• [PROBLEM STATEMENT] Reproduce every line below in full, offsetting each coordinate in the answers by -124.

..............................

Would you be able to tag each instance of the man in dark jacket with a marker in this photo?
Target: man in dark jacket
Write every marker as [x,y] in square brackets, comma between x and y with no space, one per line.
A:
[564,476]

..............................

• [RESULT BELOW]
Would you be able to tag each instance of the man in dark jacket with a marker in this photo?
Target: man in dark jacket
Write every marker as [x,y] in square brackets, comma between x and y with no space, one per line.
A:
[440,352]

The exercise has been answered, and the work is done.